ACTION ITEM
What is needed here is an exact repetition of the records below, beginning at the line that has "mark: the innermost point of each instance of the desert" and stopping after the line that has "mark: the innermost point of each instance of the front wheel".
^^^^^^^^^^^^^^^^
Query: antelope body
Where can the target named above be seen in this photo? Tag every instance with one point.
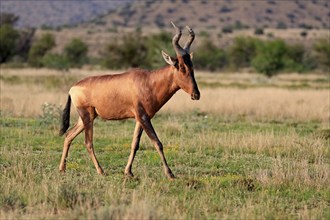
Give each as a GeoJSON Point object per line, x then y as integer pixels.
{"type": "Point", "coordinates": [135, 94]}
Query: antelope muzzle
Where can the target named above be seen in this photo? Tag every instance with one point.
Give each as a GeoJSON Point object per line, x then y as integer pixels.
{"type": "Point", "coordinates": [195, 95]}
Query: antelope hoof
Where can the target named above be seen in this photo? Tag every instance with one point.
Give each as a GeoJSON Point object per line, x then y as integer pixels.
{"type": "Point", "coordinates": [62, 169]}
{"type": "Point", "coordinates": [101, 172]}
{"type": "Point", "coordinates": [129, 174]}
{"type": "Point", "coordinates": [170, 175]}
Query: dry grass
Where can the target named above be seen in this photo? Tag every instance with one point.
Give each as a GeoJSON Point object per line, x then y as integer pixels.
{"type": "Point", "coordinates": [250, 148]}
{"type": "Point", "coordinates": [262, 100]}
{"type": "Point", "coordinates": [260, 103]}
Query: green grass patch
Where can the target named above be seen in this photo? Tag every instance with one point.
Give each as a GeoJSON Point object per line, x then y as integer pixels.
{"type": "Point", "coordinates": [225, 168]}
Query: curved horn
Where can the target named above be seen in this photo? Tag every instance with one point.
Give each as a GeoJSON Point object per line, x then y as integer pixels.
{"type": "Point", "coordinates": [175, 41]}
{"type": "Point", "coordinates": [190, 40]}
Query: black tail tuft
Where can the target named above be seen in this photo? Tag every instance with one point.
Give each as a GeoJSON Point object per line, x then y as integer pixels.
{"type": "Point", "coordinates": [65, 123]}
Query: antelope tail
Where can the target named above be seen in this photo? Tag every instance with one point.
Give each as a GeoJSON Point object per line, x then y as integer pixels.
{"type": "Point", "coordinates": [65, 122]}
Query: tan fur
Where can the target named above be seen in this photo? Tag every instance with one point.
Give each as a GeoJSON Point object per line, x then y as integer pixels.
{"type": "Point", "coordinates": [135, 94]}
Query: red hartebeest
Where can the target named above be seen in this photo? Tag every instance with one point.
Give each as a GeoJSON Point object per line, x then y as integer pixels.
{"type": "Point", "coordinates": [135, 94]}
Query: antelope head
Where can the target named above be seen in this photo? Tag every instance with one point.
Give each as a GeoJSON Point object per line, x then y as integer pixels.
{"type": "Point", "coordinates": [184, 71]}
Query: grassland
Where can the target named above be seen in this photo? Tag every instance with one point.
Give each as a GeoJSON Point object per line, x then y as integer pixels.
{"type": "Point", "coordinates": [251, 148]}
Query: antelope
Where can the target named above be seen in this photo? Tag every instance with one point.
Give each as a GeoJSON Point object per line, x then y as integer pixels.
{"type": "Point", "coordinates": [137, 94]}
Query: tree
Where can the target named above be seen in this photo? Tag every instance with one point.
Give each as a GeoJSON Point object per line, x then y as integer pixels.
{"type": "Point", "coordinates": [322, 53]}
{"type": "Point", "coordinates": [76, 52]}
{"type": "Point", "coordinates": [242, 51]}
{"type": "Point", "coordinates": [130, 52]}
{"type": "Point", "coordinates": [269, 58]}
{"type": "Point", "coordinates": [8, 19]}
{"type": "Point", "coordinates": [8, 40]}
{"type": "Point", "coordinates": [210, 57]}
{"type": "Point", "coordinates": [39, 50]}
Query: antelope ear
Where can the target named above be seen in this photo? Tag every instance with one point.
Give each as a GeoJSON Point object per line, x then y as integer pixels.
{"type": "Point", "coordinates": [168, 59]}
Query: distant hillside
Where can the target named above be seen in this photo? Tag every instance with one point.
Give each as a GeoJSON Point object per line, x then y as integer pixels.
{"type": "Point", "coordinates": [215, 14]}
{"type": "Point", "coordinates": [53, 13]}
{"type": "Point", "coordinates": [207, 14]}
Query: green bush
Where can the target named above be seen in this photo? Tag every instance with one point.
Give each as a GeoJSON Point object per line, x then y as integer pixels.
{"type": "Point", "coordinates": [259, 31]}
{"type": "Point", "coordinates": [76, 52]}
{"type": "Point", "coordinates": [209, 57]}
{"type": "Point", "coordinates": [39, 50]}
{"type": "Point", "coordinates": [297, 59]}
{"type": "Point", "coordinates": [156, 43]}
{"type": "Point", "coordinates": [130, 52]}
{"type": "Point", "coordinates": [242, 51]}
{"type": "Point", "coordinates": [269, 57]}
{"type": "Point", "coordinates": [322, 52]}
{"type": "Point", "coordinates": [8, 40]}
{"type": "Point", "coordinates": [55, 61]}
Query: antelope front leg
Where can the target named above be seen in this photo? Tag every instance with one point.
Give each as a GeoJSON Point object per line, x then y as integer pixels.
{"type": "Point", "coordinates": [135, 146]}
{"type": "Point", "coordinates": [147, 126]}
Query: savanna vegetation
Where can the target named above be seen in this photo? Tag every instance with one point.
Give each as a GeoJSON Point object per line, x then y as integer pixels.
{"type": "Point", "coordinates": [268, 56]}
{"type": "Point", "coordinates": [250, 148]}
{"type": "Point", "coordinates": [253, 147]}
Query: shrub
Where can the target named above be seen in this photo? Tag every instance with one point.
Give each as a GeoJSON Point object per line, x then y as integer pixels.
{"type": "Point", "coordinates": [227, 29]}
{"type": "Point", "coordinates": [269, 57]}
{"type": "Point", "coordinates": [297, 59]}
{"type": "Point", "coordinates": [75, 52]}
{"type": "Point", "coordinates": [281, 25]}
{"type": "Point", "coordinates": [130, 52]}
{"type": "Point", "coordinates": [8, 39]}
{"type": "Point", "coordinates": [210, 57]}
{"type": "Point", "coordinates": [259, 31]}
{"type": "Point", "coordinates": [242, 51]}
{"type": "Point", "coordinates": [55, 61]}
{"type": "Point", "coordinates": [322, 53]}
{"type": "Point", "coordinates": [8, 19]}
{"type": "Point", "coordinates": [39, 50]}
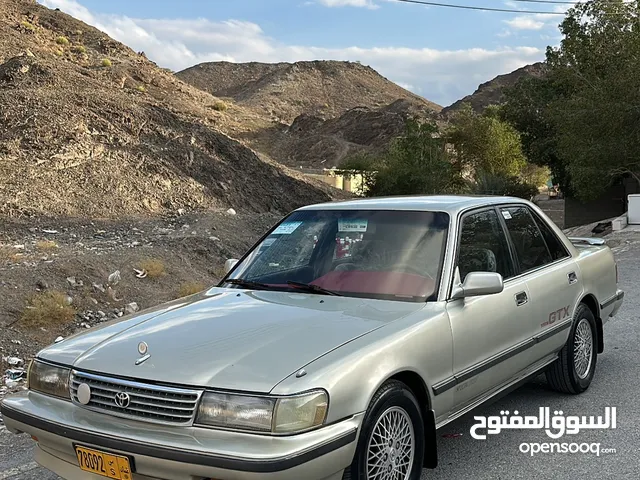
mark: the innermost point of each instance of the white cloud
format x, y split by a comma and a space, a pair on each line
442, 76
525, 23
348, 3
537, 21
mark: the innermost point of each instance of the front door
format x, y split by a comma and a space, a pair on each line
491, 333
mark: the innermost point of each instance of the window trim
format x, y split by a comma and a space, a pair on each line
553, 234
456, 256
519, 275
440, 279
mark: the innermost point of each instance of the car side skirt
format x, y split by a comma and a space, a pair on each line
463, 376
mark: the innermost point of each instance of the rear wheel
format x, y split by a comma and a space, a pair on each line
576, 365
391, 443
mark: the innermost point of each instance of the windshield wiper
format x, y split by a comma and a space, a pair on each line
248, 283
312, 288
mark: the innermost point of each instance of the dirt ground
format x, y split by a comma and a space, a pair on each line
180, 254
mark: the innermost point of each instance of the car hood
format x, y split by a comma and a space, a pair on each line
226, 338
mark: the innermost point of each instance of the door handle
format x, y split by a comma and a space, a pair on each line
521, 298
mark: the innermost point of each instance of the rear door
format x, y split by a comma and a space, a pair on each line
549, 272
491, 333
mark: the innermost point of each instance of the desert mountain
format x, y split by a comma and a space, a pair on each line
313, 142
491, 92
324, 89
92, 128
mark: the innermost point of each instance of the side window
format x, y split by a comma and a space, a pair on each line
530, 246
556, 247
483, 245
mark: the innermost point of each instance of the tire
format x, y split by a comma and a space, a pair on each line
568, 374
394, 401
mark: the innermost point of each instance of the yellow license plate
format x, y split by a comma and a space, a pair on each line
102, 463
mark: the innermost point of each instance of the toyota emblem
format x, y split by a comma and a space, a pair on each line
123, 400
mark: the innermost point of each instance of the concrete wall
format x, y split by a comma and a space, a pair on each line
611, 204
350, 184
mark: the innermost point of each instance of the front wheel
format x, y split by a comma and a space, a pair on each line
391, 443
576, 365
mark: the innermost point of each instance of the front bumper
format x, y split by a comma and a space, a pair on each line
177, 453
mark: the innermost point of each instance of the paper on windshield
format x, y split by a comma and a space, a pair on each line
286, 228
349, 225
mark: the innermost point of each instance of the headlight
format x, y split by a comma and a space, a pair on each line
48, 379
264, 414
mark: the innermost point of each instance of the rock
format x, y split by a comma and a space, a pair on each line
114, 278
14, 361
75, 283
131, 308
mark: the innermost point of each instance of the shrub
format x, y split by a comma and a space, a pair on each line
153, 266
189, 288
220, 106
28, 26
48, 308
489, 184
46, 245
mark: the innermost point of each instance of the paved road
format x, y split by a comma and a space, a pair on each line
498, 457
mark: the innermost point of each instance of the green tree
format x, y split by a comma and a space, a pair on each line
485, 143
581, 119
415, 163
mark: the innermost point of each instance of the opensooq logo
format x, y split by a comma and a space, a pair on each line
556, 426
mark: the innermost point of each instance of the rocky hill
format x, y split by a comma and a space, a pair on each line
313, 142
491, 92
92, 128
324, 89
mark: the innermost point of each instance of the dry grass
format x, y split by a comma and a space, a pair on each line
189, 288
153, 266
28, 26
220, 106
8, 254
48, 308
46, 245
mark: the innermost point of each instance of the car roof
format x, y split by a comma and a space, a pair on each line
451, 204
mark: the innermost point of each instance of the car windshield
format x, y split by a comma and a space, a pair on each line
395, 255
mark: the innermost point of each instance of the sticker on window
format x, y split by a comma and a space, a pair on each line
352, 225
286, 228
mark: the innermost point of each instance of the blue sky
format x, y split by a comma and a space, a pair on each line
439, 53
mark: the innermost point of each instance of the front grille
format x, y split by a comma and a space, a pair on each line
151, 403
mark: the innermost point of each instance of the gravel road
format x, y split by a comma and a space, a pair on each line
499, 456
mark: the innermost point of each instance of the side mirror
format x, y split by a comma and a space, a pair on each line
229, 264
479, 283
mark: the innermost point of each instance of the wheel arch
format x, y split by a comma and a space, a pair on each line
592, 303
418, 386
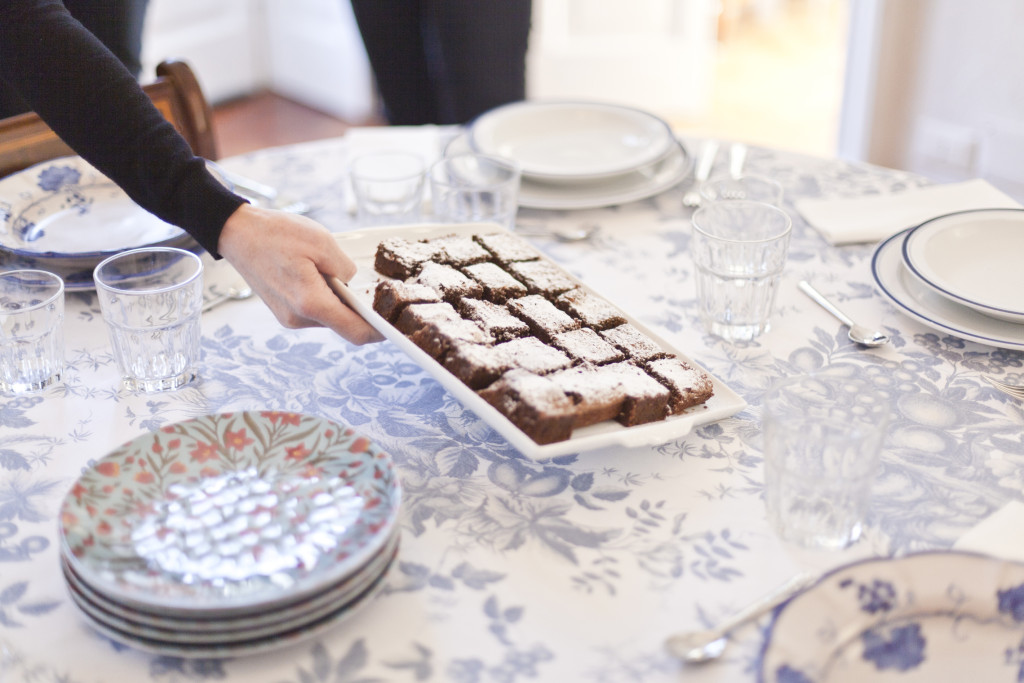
^^^^^^^^^^^^^^^^
RESULT OF THE TASK
mark: the innermost point of each instance of the desert mountain
format x, y split by a comma and a space, a pair on each line
313, 142
491, 92
324, 89
92, 128
mark: the innermost point of each instance of the side window
format x, y split by a comma and a space, a pair on each line
530, 246
556, 247
483, 245
mark: the innermost point of each instance of the tire
format x, y split by a comma and a space, a pair on each line
568, 374
394, 401
mark: the innermost point of each instance of the yellow license plate
format x, y split by a comma and a space, a pair on each line
102, 463
mark: the innermost point of each instance of the toyota emblem
format x, y split by a comma and a space, a pair on each line
123, 400
mark: the innermost point of each instance of the concrete wall
format x, y split by a comma and a space, a pair on each line
611, 204
350, 184
mark: the innermost point of each instance of the front wheel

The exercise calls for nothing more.